WORK ORDER. Reproduce word for word the part of the suicide prevention text starting with "The model above" and going on through "Suicide Prevention Program.".

PAGE EXCERPT.
---

A Comprehensive Approach to Suicide Prevention
Strategies, Programs, and Practices to Consider
Effective suicide prevention is comprehensive: it requires a combination of efforts that work together to address different aspects of the problem.
The model above shows nine strategies that form a comprehensive approach to suicide prevention and mental health promotion. Each strategy is a broad goal that can be advanced through an array of possible activities (i.e., programs, policies, practices, and services). This model of a comprehensive approach was adapted from a model developed for campuses by SPRC and the Jed Foundation, drawing on the U.S. Air Force Suicide Prevention Program.
Identify and Assist Persons at Risk
Many people in distress don’t seek help or support on their own. Identifying people at risk for suicide can help you reach those in the greatest need and connect them to care and support. Examples of activities in this strategy include gatekeeper training, suicide screening, and teaching warning signs.
Increase Help-Seeking
By teaching people to recognize when they need support—and helping them to find it—you can enable them to reduce their suicide risk. Self-help tools and outreach campaigns are examples of ways to lower an individual’s barriers to obtaining help, such as not knowing what services exist or believing that help won’t be effective. Other interventions might address the social and structural environment by, for example, fostering peer norms that support help-seeking or making services more convenient and culturally appropriate.
Ensure Access to Effective Mental Health and Suicide Care and Treatment
A key element of suicide prevention is ensuring that individuals with suicide risk have timely access to evidence-based treatments, suicide prevention interventions, and coordinated systems of care. Suicide prevention interventions such as safety planning and evidence-based treatments and therapies delivered by trained providers can lead to significant improvement and recovery. SPRC encourages health and behavioral health care systems to adopt the Zero Suicide framework for integrating these approaches into their systems. Reducing financial, cultural, and logistical barriers to care is another important strategy for ensuring access to effective mental health and suicide care treatment.
Support Safe Care Transitions and Create Organizational Linkages
You can reduce patients’ suicide risk by ensuring that they have an uninterrupted transition of care and by facilitating the exchange of information among the various individuals and organizations that contribute to their care. Individuals at risk for suicide and their support networks (e.g., families) must also be part of the communication process. Tools and practices that support continuity of care include formal referral protocols, interagency agreements, cross-training, follow-up contacts, rapid referrals, and patient and family education.
Respond Effectively to Individuals in Crisis
Individuals in your school, organization, or community who are experiencing severe emotional distress may need a range of services. A full continuum of care includes not only hotlines and helplines but also mobile crisis teams, walk-in crisis clinics, hospital-based psychiatric emergency services, and peer-support programs. Crisis services directly address suicide risk by providing evaluation, stabilization, and referrals to ongoing care.

---

(Excerpts from a dataset)
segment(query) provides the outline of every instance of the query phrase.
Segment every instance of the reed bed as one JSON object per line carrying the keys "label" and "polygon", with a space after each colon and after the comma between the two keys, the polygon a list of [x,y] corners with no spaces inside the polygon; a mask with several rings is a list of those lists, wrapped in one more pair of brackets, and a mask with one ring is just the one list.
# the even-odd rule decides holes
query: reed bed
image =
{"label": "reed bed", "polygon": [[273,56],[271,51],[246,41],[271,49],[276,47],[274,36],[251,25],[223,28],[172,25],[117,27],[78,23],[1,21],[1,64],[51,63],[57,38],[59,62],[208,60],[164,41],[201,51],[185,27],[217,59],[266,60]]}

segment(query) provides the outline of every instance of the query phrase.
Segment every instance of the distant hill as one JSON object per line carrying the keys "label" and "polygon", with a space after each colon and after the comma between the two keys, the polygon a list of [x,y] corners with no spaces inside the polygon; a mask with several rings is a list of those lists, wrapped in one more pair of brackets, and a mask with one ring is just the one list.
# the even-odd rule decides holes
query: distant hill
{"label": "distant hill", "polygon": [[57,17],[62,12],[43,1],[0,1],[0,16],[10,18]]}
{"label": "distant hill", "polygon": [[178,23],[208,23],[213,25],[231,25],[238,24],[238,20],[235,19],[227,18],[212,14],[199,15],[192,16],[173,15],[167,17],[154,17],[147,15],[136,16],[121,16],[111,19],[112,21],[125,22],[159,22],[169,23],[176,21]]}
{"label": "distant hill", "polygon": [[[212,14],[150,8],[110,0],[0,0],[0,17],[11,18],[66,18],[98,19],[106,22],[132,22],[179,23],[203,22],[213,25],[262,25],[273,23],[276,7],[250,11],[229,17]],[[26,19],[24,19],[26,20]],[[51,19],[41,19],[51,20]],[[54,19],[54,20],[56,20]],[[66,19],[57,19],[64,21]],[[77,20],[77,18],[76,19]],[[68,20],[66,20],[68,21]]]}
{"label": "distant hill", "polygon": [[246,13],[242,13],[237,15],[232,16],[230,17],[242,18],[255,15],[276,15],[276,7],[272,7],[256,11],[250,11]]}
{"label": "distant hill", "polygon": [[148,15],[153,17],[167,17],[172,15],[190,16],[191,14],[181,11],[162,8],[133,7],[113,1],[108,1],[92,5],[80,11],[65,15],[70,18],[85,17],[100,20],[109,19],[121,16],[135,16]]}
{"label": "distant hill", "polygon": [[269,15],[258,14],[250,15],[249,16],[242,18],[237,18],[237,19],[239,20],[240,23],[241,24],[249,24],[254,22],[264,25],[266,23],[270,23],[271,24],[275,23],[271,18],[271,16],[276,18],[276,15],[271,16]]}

---

OUTPUT.
The model above shows nine strategies that form a comprehensive approach to suicide prevention and mental health promotion. Each strategy is a broad goal that can be advanced through an array of possible activities (i.e., programs, policies, practices, and services). This model of a comprehensive approach was adapted from a model developed for campuses by SPRC and the Jed Foundation, drawing on the U.S. Air Force Suicide Prevention Program.